AVAILABLE RECORDS:
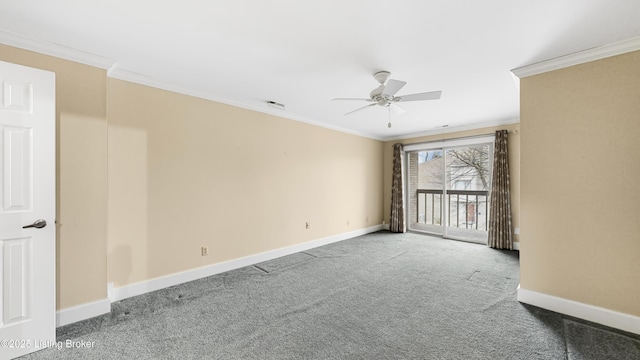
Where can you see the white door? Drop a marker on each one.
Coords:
(27, 197)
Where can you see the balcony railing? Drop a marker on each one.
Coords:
(467, 208)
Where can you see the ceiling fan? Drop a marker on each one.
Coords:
(384, 95)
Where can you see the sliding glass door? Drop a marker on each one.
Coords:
(448, 189)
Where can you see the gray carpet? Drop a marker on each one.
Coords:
(378, 296)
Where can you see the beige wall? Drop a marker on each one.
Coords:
(580, 147)
(81, 175)
(514, 164)
(186, 172)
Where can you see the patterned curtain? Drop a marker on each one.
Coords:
(397, 193)
(500, 235)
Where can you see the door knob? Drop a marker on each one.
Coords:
(38, 224)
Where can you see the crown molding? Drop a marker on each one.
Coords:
(116, 72)
(56, 50)
(577, 58)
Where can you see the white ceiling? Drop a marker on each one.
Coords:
(303, 53)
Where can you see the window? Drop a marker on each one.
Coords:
(448, 188)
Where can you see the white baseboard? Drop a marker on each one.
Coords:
(82, 312)
(580, 310)
(120, 293)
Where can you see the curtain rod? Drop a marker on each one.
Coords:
(453, 140)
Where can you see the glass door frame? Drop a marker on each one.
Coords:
(444, 145)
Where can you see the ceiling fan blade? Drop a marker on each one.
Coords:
(351, 99)
(397, 109)
(432, 95)
(358, 109)
(392, 87)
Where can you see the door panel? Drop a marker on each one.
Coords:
(27, 184)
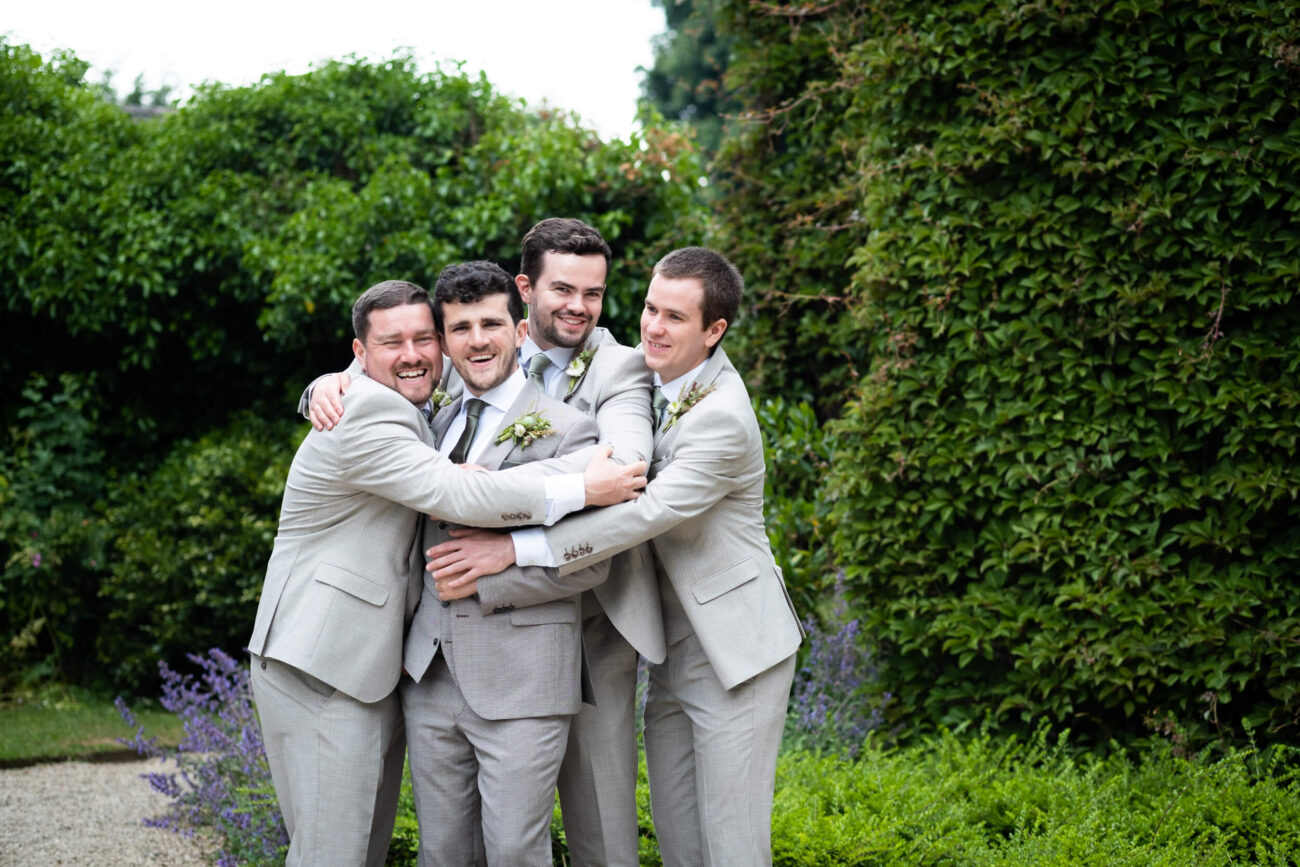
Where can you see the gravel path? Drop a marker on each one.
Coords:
(87, 813)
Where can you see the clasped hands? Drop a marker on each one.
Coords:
(458, 563)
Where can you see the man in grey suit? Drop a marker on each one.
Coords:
(343, 580)
(563, 269)
(716, 705)
(492, 690)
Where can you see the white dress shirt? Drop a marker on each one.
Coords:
(564, 493)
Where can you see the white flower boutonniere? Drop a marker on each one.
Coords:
(690, 397)
(527, 429)
(437, 401)
(577, 365)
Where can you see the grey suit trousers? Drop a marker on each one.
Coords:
(336, 763)
(598, 779)
(467, 768)
(711, 758)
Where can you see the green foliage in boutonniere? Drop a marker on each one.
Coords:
(694, 394)
(437, 401)
(527, 429)
(579, 364)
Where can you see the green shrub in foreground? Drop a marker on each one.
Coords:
(980, 801)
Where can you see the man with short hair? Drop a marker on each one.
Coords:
(715, 707)
(345, 575)
(563, 269)
(492, 692)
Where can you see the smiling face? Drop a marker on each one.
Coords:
(674, 334)
(481, 341)
(402, 351)
(566, 302)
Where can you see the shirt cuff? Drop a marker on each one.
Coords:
(564, 494)
(531, 547)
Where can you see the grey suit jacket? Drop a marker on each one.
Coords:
(343, 572)
(615, 390)
(703, 515)
(516, 660)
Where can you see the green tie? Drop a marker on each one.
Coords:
(537, 368)
(658, 403)
(472, 410)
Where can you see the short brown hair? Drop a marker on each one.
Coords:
(720, 280)
(390, 293)
(559, 235)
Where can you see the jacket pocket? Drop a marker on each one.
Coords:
(544, 614)
(351, 584)
(728, 579)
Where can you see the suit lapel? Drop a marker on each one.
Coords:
(713, 369)
(495, 454)
(442, 420)
(598, 338)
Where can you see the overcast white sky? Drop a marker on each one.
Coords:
(579, 55)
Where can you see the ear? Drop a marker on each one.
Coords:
(525, 287)
(714, 333)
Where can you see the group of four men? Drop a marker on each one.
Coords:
(510, 667)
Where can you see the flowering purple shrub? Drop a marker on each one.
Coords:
(224, 779)
(833, 701)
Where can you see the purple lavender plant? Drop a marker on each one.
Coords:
(224, 779)
(832, 697)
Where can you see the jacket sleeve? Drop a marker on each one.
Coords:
(381, 452)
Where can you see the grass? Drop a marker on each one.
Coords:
(61, 723)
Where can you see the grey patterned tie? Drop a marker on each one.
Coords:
(658, 404)
(472, 408)
(537, 369)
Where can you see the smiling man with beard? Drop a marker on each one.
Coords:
(563, 271)
(343, 580)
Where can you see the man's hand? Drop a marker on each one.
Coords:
(469, 555)
(326, 406)
(609, 482)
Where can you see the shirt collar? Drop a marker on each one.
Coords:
(503, 395)
(559, 355)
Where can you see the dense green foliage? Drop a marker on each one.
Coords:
(1049, 255)
(161, 277)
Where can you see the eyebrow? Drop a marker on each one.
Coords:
(485, 320)
(378, 337)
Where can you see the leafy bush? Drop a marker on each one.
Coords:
(191, 542)
(1065, 248)
(980, 801)
(225, 781)
(53, 545)
(221, 246)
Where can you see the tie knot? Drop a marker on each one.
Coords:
(537, 369)
(658, 403)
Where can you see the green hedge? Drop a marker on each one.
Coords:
(203, 264)
(1066, 481)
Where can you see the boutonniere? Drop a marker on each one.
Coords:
(527, 429)
(437, 401)
(689, 398)
(577, 365)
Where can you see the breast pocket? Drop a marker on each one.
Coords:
(724, 581)
(351, 584)
(542, 615)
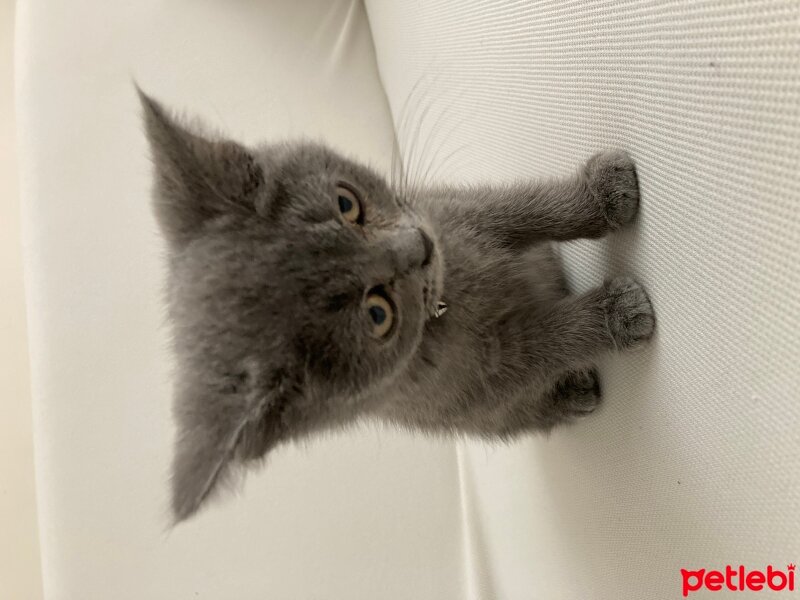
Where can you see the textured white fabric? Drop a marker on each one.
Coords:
(365, 515)
(694, 461)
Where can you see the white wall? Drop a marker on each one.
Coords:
(19, 548)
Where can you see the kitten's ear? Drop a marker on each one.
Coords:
(219, 431)
(197, 178)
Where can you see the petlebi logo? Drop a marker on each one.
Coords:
(738, 579)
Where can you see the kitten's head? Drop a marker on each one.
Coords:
(299, 282)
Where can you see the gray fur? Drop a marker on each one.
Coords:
(267, 283)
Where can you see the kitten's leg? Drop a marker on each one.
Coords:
(575, 330)
(602, 197)
(566, 340)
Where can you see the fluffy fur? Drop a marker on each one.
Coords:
(267, 287)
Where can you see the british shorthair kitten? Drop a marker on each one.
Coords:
(306, 293)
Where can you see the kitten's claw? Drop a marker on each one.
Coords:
(629, 313)
(611, 176)
(577, 393)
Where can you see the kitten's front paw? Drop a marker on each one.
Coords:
(629, 313)
(577, 393)
(611, 177)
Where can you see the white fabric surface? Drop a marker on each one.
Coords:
(694, 461)
(364, 515)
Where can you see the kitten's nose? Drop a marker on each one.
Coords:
(427, 245)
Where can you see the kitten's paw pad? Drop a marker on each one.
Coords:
(611, 177)
(629, 313)
(578, 392)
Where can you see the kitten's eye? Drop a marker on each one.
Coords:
(380, 313)
(349, 204)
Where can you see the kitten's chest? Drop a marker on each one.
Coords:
(483, 284)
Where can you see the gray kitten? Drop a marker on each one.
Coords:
(305, 294)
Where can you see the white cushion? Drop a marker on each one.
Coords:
(694, 461)
(360, 515)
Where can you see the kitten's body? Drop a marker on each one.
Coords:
(303, 290)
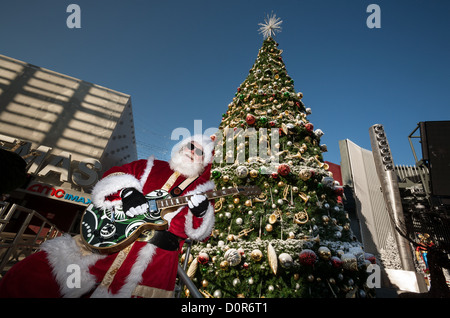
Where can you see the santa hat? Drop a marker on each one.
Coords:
(206, 142)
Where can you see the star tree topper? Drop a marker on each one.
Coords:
(271, 25)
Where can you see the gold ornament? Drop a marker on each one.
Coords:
(324, 253)
(256, 255)
(301, 217)
(272, 218)
(273, 260)
(253, 173)
(192, 268)
(224, 265)
(305, 174)
(304, 196)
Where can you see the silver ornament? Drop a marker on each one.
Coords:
(286, 260)
(233, 257)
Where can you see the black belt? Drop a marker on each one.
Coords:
(162, 239)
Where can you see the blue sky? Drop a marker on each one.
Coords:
(183, 60)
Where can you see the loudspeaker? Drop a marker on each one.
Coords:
(435, 139)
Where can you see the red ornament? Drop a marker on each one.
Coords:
(203, 258)
(370, 257)
(339, 191)
(336, 262)
(250, 119)
(309, 127)
(307, 257)
(283, 170)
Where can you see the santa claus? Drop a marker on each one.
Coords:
(147, 267)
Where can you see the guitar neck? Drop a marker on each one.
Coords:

EXERCISE: Reproduce each line of the records in which the word "curtain" appears.

YOUR SOLUTION:
Where can you see the patterned curtain? Drop a marker on each one.
Where can you see the curtain rod? Drop a marker on each one.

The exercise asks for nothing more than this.